## begin
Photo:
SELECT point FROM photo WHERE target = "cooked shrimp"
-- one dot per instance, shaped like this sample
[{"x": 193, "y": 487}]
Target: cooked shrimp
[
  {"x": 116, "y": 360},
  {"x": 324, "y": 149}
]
## end
(Stated exercise): Recast the listing above as a Markdown table with one row per line, using the columns "Row" and "Line", and omit any blank lines.

(Response to this task):
| Row | Line |
|---|---|
| 1 | Photo: |
| 2 | SELECT point FROM photo WHERE target = "cooked shrimp" |
| 3 | -- one dot per instance, shaped like this sample |
| 4 | [{"x": 193, "y": 487}] |
| 5 | Target: cooked shrimp |
| 6 | [ |
| 7 |   {"x": 116, "y": 360}, |
| 8 |   {"x": 324, "y": 149} |
| 9 | ] |